> [TEXTE À LIRE]
------------------------------------------------------------

Pour le premier anniversaire commémoratif des attentats de Charlie Hebdo, Laurent Bouvet cofonde le printemps républicain.

« Nous avons crée le mouvement républicain sur une base assez simple, qui est l’absence de lieux collectifs où toutes les personnes de la gauche puissent débattre, et également l’absence d’une voie collective pour affirmer un certain nombre de choses : affirmer que l’islamisme n’est pas un ensemble circonstanciel d’actes ou une circonstance d’actes historiques ; c’est quelque chose de plus fondamental qui relève d’une vrai idéologie. On est face à un défi aussi important que face à la montée du stalinisme ou nazisme au siècle passé. Il faut savoir qu’une action publique ne se mène pas seule, d’où l’intérêt d’une voie collective. En France, il y a la tentation des grands intellectuels qui, avec leurs plumes, viennent influencer le débat public. Nous voulons refaire de la mobilisation politique et montrer que l’on est dans un combat idéologique. Il faut combattre l’idéologie islamiste politiquement, dans le débat public. Notre mouvement s’est bien développé ces deux dernières années grâce au fait que notre action est collective et que personne ne le voit comme un objet de promotion politique.

------------------------------------------------------------

> [CONSIGNE] Prolongez, s'il vous plaît, le texte sur la fondation du Printemps républicain après sa dernière phrase.

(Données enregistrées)

------------------------------------------------------------

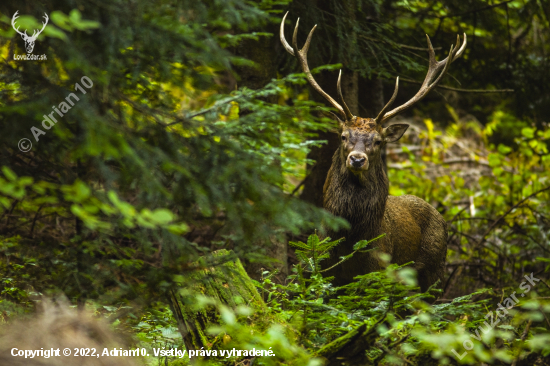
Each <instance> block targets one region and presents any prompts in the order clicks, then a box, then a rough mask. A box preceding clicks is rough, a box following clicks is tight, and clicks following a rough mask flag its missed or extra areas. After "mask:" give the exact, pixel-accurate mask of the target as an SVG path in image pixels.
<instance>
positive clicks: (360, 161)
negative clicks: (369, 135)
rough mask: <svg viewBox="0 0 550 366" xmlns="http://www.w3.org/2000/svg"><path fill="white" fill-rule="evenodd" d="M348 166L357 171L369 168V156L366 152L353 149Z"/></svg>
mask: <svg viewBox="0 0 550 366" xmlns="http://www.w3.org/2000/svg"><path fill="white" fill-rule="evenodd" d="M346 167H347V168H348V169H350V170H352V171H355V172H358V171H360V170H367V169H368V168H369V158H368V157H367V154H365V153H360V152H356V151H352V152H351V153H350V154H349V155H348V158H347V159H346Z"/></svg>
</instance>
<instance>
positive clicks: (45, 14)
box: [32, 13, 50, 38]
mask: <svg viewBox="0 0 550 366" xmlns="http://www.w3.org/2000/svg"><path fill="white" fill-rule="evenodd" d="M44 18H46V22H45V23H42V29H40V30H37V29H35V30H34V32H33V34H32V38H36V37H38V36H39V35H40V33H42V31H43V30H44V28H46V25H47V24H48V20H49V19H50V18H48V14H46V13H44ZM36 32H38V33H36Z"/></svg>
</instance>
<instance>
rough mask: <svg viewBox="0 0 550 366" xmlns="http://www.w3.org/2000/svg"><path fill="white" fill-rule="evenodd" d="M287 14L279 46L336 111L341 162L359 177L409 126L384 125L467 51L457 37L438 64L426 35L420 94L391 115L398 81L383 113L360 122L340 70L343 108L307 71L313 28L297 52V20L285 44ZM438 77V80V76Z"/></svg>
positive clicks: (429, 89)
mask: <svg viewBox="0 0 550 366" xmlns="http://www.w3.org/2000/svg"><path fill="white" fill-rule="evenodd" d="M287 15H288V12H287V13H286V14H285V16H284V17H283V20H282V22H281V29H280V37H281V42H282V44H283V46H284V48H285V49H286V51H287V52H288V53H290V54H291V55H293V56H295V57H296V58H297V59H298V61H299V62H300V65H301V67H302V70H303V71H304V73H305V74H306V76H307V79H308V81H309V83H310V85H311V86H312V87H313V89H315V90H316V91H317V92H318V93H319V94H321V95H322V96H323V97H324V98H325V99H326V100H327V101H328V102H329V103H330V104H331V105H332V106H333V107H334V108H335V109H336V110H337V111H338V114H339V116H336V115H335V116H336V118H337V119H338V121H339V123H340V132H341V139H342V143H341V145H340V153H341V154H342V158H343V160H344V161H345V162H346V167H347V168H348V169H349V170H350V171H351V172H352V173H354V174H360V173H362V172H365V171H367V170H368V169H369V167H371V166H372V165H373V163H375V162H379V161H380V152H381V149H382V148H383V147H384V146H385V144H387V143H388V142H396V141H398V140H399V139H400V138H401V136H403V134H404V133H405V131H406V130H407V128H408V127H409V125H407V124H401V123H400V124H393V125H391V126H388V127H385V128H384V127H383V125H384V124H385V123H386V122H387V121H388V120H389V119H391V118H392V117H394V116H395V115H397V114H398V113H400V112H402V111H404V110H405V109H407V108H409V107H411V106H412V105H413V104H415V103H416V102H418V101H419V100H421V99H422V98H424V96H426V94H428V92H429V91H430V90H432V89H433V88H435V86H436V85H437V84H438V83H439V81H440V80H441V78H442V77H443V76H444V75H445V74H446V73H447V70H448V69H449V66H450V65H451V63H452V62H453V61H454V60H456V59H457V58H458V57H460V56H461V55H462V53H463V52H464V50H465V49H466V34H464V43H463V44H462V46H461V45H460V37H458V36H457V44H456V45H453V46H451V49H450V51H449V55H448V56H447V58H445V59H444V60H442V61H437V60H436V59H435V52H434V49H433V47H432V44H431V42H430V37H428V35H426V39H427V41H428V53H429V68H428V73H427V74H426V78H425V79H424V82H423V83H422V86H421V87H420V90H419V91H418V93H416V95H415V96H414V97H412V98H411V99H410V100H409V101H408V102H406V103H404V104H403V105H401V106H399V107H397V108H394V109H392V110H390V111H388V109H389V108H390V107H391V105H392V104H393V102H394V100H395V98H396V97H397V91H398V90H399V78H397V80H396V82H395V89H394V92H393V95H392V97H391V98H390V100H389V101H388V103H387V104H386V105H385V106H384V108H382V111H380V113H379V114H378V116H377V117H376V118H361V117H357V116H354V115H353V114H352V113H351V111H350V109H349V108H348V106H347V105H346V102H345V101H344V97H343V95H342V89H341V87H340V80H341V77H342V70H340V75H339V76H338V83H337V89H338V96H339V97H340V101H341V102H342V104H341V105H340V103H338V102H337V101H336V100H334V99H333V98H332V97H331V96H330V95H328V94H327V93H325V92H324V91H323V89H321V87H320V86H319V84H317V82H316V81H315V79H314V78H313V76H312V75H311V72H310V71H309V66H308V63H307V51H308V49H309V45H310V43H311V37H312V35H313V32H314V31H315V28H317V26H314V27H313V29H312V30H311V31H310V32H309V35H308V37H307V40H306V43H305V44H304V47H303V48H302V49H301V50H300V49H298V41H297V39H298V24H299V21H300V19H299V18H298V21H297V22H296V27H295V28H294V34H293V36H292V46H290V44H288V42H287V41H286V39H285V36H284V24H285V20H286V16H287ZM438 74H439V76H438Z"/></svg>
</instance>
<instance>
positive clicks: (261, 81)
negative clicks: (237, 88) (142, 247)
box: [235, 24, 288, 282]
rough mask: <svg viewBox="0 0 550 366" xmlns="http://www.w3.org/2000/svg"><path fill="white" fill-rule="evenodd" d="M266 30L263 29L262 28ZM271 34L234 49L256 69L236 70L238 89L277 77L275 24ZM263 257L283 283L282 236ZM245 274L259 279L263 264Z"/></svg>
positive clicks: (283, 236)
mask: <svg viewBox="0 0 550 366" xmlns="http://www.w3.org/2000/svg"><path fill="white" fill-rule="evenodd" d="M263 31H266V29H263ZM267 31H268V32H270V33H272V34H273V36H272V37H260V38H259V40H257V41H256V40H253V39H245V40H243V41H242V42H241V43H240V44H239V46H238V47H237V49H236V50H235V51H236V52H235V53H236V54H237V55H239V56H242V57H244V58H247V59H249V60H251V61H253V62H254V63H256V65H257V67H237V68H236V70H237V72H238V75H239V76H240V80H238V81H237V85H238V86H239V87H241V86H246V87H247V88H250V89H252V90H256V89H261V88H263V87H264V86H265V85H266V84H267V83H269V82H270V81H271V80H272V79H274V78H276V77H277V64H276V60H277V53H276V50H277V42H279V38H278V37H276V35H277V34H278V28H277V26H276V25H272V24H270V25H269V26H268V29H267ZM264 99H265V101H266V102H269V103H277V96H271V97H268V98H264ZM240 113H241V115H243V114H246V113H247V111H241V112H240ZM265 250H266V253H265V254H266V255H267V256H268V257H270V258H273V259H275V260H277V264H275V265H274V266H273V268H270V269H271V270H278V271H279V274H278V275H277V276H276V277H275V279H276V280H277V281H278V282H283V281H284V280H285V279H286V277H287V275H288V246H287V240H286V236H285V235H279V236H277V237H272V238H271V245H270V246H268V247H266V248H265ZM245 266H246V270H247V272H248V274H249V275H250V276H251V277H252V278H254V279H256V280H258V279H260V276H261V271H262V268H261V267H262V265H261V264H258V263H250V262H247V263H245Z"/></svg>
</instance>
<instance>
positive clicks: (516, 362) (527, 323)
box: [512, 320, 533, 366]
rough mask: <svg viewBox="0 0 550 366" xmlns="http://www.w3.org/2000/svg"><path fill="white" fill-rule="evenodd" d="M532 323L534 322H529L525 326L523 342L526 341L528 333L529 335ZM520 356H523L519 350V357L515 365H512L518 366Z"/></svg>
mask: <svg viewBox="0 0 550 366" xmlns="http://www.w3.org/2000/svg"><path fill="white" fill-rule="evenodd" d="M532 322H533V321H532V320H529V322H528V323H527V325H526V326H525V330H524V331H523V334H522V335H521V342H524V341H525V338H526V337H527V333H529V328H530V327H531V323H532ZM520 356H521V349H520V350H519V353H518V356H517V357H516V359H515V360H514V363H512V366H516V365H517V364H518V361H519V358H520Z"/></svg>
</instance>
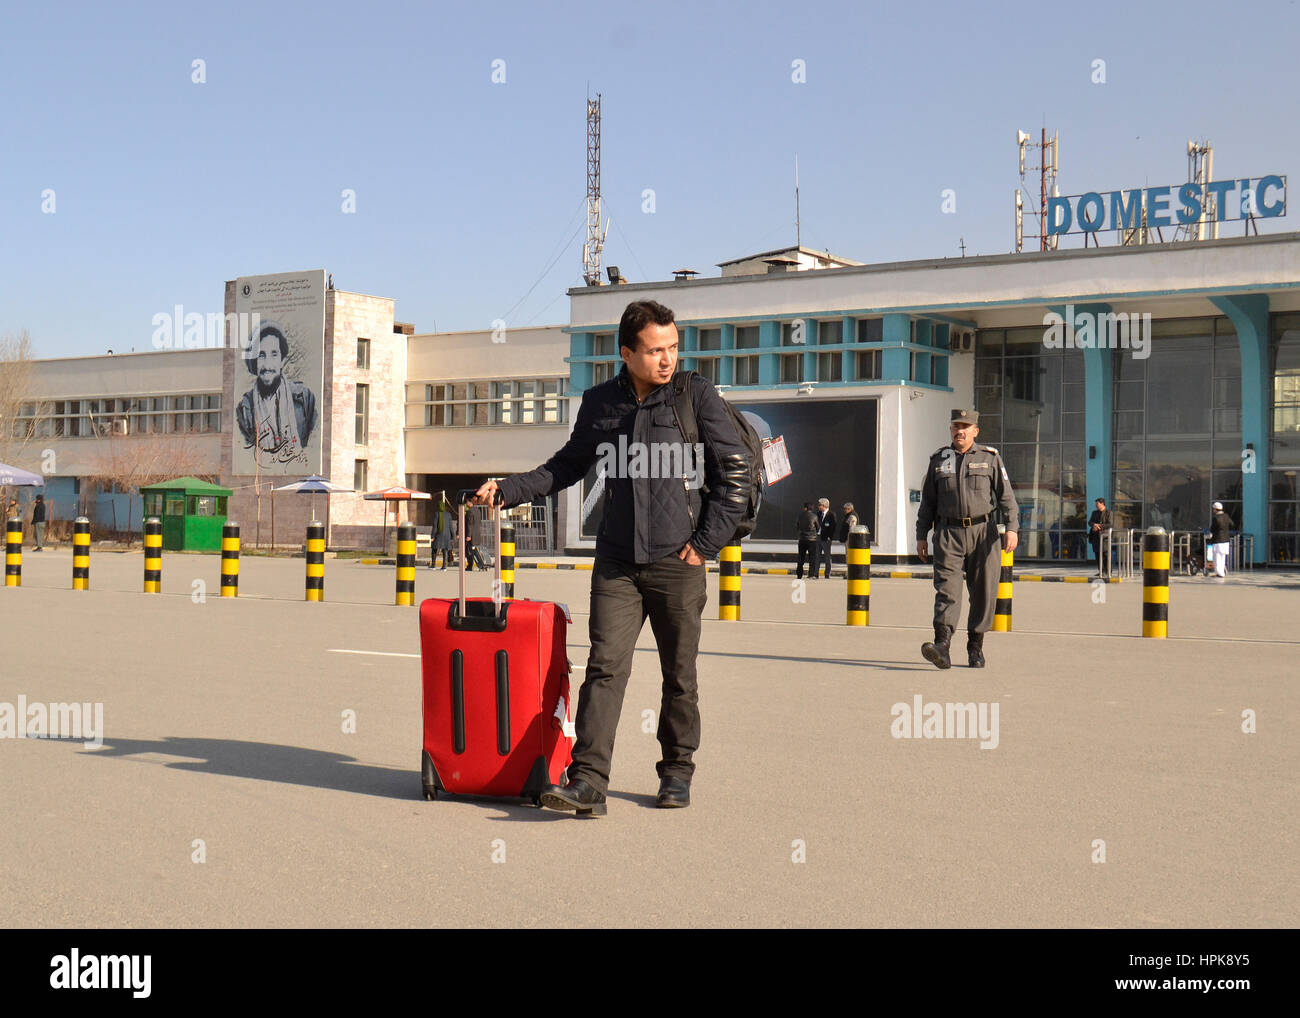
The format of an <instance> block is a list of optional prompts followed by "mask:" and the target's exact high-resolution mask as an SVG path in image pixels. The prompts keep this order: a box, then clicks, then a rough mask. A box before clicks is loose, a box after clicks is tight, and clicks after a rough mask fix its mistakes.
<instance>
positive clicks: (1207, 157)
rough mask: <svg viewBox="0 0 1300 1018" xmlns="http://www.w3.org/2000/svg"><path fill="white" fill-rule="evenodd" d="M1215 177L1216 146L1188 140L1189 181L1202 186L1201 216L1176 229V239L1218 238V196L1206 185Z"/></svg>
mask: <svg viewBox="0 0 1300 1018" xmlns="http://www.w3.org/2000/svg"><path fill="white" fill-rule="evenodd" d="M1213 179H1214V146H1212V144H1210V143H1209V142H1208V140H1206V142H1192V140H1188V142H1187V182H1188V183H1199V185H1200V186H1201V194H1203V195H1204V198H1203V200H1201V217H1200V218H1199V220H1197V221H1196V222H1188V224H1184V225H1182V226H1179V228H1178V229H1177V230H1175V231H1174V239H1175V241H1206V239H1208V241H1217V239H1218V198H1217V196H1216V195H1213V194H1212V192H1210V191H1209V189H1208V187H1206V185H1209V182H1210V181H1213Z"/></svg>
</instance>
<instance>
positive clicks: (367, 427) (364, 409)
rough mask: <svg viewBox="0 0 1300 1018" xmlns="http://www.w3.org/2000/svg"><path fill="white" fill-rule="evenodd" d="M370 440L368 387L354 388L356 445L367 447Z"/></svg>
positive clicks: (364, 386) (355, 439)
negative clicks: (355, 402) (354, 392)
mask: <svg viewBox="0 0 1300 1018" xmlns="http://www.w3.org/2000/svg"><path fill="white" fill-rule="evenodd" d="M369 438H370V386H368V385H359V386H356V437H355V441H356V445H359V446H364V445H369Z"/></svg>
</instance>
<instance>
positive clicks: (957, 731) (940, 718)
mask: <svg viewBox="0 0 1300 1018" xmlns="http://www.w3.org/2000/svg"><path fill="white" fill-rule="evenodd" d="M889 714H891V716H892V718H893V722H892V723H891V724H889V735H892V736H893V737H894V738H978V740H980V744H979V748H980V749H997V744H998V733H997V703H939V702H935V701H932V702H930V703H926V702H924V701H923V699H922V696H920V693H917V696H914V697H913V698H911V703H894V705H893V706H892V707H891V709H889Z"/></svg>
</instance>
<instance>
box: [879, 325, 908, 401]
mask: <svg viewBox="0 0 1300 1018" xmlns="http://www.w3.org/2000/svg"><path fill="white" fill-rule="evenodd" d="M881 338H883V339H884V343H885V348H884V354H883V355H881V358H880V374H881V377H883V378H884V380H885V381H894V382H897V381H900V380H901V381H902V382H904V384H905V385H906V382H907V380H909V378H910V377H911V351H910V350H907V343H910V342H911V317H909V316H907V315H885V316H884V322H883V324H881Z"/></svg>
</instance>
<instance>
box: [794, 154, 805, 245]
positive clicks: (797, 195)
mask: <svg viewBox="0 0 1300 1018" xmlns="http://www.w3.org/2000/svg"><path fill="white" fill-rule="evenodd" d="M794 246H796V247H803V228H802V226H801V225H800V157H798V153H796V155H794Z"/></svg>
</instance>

------------------------------------------------------------

> [RÉSULTAT DE L'EXERCICE]
 

Les actions du Printemps républicain sont nombreuses : réunions publiques, journées à thème, publication de texte. Ils sont également présent sur les réseaux sociaux. La plus grande journée qu’ils aient réalisés a eu lieu pour le troisième anniversaire des attentats de Charlie Hebdo, aux folies bergères.

Notre but est  d’élaborer des arguments pour expliquer ce qui est à l’oeuvre. Quant à mon rôle, c’est un rôle de théoricien, j’essaye d’articuler les idées du mouvement.

 

La non-mixité militante est un phénomène minoritaire lié à l’exacerbation de critères d’identité dans la société. Celle-ci a été pratiquée pour la première fois par les mouvements féministes au début des années 70, dont au sein du MLF.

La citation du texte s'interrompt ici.